TASK REQUIREMENTS:
Produce an exact copy of the lines from the line that contains "Tag each instance of the blue cap" to the end of the listing below.

DATA IN THIS EXERCISE:

* * * *

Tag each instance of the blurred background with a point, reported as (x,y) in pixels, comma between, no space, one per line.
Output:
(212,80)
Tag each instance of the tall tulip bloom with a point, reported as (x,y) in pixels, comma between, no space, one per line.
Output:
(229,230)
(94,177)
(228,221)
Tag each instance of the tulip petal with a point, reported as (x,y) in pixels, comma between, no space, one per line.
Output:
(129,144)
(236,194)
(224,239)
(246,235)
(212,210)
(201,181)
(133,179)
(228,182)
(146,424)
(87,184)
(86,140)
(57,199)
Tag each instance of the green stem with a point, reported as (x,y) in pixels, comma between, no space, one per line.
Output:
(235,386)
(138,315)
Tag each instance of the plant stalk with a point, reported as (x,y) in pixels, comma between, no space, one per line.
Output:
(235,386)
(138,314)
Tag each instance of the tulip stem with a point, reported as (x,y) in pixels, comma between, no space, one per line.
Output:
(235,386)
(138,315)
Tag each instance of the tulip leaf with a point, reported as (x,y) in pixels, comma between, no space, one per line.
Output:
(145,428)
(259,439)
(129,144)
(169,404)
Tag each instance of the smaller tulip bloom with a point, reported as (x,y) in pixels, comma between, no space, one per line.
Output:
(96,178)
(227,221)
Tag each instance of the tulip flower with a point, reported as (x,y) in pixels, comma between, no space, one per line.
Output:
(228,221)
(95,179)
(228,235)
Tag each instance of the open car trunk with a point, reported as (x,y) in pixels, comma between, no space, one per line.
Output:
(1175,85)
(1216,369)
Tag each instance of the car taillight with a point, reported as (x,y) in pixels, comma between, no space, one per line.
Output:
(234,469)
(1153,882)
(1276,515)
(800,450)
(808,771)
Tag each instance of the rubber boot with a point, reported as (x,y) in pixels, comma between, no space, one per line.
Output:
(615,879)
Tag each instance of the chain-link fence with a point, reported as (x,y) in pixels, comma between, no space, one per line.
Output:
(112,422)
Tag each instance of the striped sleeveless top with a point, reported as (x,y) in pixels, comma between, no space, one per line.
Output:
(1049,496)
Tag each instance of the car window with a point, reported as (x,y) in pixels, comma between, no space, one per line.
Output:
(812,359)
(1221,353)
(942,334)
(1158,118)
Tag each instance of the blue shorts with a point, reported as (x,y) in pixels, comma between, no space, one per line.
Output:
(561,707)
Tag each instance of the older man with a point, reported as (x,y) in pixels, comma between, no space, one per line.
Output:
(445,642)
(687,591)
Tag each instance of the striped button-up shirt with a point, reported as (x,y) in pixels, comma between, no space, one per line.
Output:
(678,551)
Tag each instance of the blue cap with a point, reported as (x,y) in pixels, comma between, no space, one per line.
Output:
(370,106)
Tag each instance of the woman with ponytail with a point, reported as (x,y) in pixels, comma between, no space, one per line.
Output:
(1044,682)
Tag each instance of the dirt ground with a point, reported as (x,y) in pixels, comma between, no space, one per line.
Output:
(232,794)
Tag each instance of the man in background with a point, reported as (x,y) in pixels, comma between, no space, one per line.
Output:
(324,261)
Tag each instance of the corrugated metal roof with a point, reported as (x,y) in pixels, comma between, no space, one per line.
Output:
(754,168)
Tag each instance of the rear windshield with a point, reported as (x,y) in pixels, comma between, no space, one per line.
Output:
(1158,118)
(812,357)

* * * *

ANSWER SECTION:
Tag each instance of the blue cap with a point, reported as (x,y) in pixels, comma between, no space, one per line.
Output:
(370,106)
Tag each instance of the woman with ponytail with a point, reported as (x,y) in pixels, comma between, no space, one per line.
Output:
(1044,682)
Tag each instance of the dirt ground with a point, reported as (x,y) in pixels, comma between, no space, one per line.
Output:
(232,794)
Tag each instance of the man in background with a point, reported as (x,y) in pixels, comma between, no space, one per line.
Output:
(324,261)
Tag each instance of the corrugated metal roof with a point, reported as (x,y) in pixels, comma between, no space, one per line.
Output:
(754,168)
Tag each instance of the rear windshield with a point, reported as (x,y) in pixels, comma between, no space, one per line.
Output:
(1158,118)
(812,357)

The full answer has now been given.